- _Texto fornecido_:
Meu desejo nesse momento é o de elevar minhas asas acima das montanhas que me cercam. Anseio pelo poder e liberdade de olhar horizontes mais largos, e fazer parte de um mundo maior. Quero largar a bagagem de meus temores e apegos e alçar aos céus e gritar do alto aquilo que vejo. Quero ser chamado de louco, e que todos vejam a bondade dessa loucura. Sinto-me intimidado diante desse mundo, rejeitado, assustado. Lutando por um espaço na estrada, por um lugar na fila, por um pedaço da carcaça. Rechaçado por macacos maiores e mais fortes, obrigado a caçar só e a defender minha prole e familia com recursos magros. Sinto também o desejo que esses brutos deixem de ser, que não pisem mais na grama e em todas as coisas boas da vida, e isso significa que eu também devo me desembrutecer, e que devo desembrutecer o mundo que me cerca. Cansei de sonhar represálias e vinganças, ou de me satisfazer pensando que algum dia esses encontrarão seus iguais, e finalmente deixarão de ser. Não assim, não assim... No meio disso o bruto também sou eu que não divido o meu pão da vida com o faminto e violento, com o miserável de esperança e de luz. Já foi dito tantas vezes de tantos modos, a fome que existe não é de pão, mas de espírito, em todas as formas que se configure. A dor que sentimos e causamos é a dor de não entendermos o quão ligados somos uns aos outros.
Por isso resolvi compartilhar o meu pão, que são as idéias que me vem à mente, os cenários que surgem em minha imaginação, as visões fugazes ou duradouras de um mundo melhor, as possibilidades de entendimento e transmutação para chegar ao melhor do que é Real. Isso tudo é parte de meu desejo, é o que me pede meu coração, a exigência disto é o despojamento do medo que sinto de explicar o mundo e a mim mesmo, como os entendo, para você. Isso é o meu pulo no abismo do rochedo, direto nesse mar enorme.
Se for algum tipo de Médium, só o tempo dirá, isso não é realmente importante. Na verdade todos somos Médiuns que canalizam a força milagrosa de nossas vidas em manifestações diversas de experiência e realidade. Todos recebemos a dádiva de uma energia que não é nossa, e minuto a minuto, livremente, a transformamos em ação e relação. A pequena diferença talvez venha do momento em que começamos a perceber que essa energia é tão viva e consciente quanto nós mesmos. Esse é o meu desafio no momento, viver e agir de acordo com o que creio e consigo conceber.

- _Trechos de dados_:
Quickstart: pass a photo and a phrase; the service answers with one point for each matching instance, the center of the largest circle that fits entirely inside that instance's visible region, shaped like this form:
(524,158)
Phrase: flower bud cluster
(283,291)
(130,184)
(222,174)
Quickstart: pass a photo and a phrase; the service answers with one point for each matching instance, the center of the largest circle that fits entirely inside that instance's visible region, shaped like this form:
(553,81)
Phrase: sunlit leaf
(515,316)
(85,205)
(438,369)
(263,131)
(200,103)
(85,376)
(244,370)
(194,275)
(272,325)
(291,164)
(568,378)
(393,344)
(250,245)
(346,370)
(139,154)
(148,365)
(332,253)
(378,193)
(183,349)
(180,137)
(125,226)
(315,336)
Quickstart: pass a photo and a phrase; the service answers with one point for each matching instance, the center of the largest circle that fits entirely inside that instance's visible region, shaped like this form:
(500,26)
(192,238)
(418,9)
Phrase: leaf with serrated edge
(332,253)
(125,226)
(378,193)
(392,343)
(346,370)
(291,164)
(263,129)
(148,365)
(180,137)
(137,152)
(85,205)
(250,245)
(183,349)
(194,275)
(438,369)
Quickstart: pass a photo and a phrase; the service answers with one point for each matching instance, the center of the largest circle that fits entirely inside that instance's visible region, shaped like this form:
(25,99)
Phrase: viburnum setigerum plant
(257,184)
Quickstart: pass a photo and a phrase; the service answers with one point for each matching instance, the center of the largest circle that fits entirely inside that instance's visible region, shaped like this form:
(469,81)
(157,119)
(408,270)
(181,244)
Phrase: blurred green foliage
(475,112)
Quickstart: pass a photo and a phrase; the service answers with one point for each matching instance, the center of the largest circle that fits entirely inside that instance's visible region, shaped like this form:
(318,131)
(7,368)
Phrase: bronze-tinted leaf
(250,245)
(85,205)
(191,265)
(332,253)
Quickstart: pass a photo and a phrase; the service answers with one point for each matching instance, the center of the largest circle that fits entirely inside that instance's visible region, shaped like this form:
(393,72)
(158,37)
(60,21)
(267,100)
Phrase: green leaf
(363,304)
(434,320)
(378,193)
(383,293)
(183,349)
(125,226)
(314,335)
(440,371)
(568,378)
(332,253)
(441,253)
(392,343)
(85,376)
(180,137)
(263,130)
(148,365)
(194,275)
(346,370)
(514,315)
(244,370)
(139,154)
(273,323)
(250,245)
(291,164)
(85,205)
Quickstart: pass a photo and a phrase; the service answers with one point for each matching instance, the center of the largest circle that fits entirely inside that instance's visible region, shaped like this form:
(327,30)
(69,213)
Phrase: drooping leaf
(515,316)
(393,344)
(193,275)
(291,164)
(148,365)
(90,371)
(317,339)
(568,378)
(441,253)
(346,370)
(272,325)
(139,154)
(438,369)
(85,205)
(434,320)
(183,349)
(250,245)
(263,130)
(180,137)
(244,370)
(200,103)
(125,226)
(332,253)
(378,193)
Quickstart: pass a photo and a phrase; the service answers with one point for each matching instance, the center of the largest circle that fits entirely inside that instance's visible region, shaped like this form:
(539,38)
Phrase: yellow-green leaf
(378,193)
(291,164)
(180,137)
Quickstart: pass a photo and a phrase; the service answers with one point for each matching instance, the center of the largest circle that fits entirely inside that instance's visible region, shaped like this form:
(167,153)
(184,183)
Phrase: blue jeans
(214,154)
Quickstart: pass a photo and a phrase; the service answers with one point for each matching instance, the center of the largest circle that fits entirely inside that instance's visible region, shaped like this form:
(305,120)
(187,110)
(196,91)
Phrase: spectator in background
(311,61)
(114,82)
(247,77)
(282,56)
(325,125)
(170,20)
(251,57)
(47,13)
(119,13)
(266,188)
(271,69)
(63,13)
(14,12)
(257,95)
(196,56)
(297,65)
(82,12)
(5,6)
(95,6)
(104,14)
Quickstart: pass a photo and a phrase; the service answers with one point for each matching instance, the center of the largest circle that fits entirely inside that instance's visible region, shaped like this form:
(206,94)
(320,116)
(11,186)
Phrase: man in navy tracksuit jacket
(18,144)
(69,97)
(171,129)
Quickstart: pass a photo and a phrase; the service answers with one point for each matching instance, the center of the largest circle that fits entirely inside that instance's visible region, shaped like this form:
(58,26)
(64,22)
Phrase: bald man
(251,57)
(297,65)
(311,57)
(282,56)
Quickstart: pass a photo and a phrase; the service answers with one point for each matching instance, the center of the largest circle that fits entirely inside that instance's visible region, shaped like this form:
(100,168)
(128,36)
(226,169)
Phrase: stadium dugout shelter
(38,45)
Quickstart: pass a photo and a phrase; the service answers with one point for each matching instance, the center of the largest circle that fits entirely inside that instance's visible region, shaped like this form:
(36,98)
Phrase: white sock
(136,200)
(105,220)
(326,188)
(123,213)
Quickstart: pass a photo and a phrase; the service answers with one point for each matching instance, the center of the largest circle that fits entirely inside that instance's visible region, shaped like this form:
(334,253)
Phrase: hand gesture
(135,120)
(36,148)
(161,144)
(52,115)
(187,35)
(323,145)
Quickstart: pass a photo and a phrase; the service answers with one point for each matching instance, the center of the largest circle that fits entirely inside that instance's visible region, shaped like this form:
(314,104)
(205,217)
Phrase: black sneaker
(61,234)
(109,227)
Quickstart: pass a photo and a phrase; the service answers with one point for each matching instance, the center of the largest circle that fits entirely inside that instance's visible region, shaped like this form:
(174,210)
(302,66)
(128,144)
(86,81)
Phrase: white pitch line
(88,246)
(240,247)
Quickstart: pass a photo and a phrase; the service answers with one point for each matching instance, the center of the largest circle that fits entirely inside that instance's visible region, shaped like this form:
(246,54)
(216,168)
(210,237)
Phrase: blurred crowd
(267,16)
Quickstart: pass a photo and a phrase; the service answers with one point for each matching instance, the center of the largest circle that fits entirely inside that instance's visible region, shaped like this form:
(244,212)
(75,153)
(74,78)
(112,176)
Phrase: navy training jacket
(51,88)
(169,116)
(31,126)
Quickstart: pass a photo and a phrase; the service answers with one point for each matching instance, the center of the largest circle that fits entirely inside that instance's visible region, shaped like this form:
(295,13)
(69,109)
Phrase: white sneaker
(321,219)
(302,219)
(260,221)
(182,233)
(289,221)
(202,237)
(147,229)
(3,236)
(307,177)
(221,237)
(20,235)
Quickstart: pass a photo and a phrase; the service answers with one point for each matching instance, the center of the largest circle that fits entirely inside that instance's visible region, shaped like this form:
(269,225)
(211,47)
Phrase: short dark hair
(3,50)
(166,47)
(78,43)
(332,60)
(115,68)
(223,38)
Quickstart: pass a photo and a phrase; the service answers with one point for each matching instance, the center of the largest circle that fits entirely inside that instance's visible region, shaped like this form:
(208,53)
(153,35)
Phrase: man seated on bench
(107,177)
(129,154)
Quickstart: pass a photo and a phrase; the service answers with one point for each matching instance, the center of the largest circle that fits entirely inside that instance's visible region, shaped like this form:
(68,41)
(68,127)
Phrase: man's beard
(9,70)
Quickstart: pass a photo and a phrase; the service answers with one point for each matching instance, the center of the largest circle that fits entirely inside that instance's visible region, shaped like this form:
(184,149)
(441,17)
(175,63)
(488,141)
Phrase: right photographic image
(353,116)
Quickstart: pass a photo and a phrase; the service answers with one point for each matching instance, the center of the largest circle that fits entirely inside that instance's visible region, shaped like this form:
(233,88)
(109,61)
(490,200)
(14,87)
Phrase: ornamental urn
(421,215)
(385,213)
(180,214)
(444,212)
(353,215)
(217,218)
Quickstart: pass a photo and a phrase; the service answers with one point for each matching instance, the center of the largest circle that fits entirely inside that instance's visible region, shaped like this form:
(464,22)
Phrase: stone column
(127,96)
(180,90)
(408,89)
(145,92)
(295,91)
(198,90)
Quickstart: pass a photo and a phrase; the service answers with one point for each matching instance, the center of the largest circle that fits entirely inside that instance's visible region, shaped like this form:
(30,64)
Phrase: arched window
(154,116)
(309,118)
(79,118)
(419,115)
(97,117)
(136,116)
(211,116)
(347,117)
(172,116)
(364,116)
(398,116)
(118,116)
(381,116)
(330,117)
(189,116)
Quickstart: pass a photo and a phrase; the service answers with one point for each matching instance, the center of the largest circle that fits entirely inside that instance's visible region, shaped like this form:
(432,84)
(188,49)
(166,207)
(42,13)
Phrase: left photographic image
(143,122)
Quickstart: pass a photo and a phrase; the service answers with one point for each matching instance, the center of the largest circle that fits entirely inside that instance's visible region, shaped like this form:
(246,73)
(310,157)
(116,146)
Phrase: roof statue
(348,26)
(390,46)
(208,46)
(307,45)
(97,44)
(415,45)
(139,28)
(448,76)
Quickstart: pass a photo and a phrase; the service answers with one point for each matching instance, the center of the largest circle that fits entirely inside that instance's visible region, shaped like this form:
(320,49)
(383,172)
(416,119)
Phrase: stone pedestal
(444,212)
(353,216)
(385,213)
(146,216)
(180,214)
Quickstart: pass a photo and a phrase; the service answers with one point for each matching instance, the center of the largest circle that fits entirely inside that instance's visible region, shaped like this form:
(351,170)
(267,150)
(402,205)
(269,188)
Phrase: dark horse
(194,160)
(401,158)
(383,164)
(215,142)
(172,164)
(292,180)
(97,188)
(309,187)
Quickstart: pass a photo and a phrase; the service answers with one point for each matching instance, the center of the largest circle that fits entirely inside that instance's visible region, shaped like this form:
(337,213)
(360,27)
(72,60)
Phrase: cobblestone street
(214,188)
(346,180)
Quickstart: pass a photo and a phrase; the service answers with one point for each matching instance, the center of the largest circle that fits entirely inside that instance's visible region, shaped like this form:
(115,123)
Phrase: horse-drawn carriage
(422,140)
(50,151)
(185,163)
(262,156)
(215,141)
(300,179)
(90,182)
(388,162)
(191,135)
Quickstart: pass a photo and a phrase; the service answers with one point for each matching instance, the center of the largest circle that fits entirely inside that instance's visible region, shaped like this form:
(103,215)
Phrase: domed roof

- _Instruções das tarefas_:
1. Segundo o texto fornecido, de que é a fome que existe?
2. Traduza para o inglês esta frase do texto fornecido: "A dor que sentimos e causamos é a dor de não entendermos o quão ligados somos uns aos outros."
3. Dê prosseguimento ao texto fornecido, a reflexão sobre o desejo de voar acima das montanhas, a partir da sua última frase.
A listagem não tem nenhuma relação com o que se pede aqui.

- _Respostas esperadas_:
1. A fome que existe não é de pão, mas de espírito.

2. The pain we feel and cause is the pain of not understanding how connected we are to one another.

3.
No alto daquelas rochas duma falésia de Búzios me veio a noção do quanto somos, enquanto humanidade, ainda apenas a promessa, a semente ou a larva do que está reservado para nós. E como larvas ou sementes que germinam o período a frente é um período de desafio e mutação para nossa espécie até que finalmente rompamos a casca. Algumas sementes só germinam após o incêndio, ou após serem lixadas pelo embate das ondas na praia, algumas larvas só aparecem renascidas após um longo inverno gelado, mas todas executaram o árduo trabalho de se modificarem e transformarem em algo novo e maravilhoso.
Somos ainda uma infestação de vida inconsciente (ou pré-consciente) a consumir os recursos do planeta – fome, alta taxa de reprodução, voracidade são nossos pecados. Construímos exoesqueletos de todos os tipos – carros, aviões, casas – é um talento natural. E enquanto sofremos mutações e o nosso próprio ambiente muda, nossa pele já não suporta mais os raios solares. Nosso destino parece ser alçar vôo desta esfera. Mas o Universo que parece nos chamar é um lugar ainda imensamente mais agressivo, inóspito e difícil de viver. Nós ainda não estamos preparados para pular no infinito.
Experimentamos cada vez mais o entendimento da Probabilidade, dos Potenciais Infinitos, mesmo enquanto vivemos a Historicidade das Escolhas Pontuais. Tecemos uma trama a partir de infinitos fios vindos do futuro, deixamos o tapete singular feito no tear de nossas escolhas a se desenrolar para o passado. Esse ainda é o ponto de vista humano.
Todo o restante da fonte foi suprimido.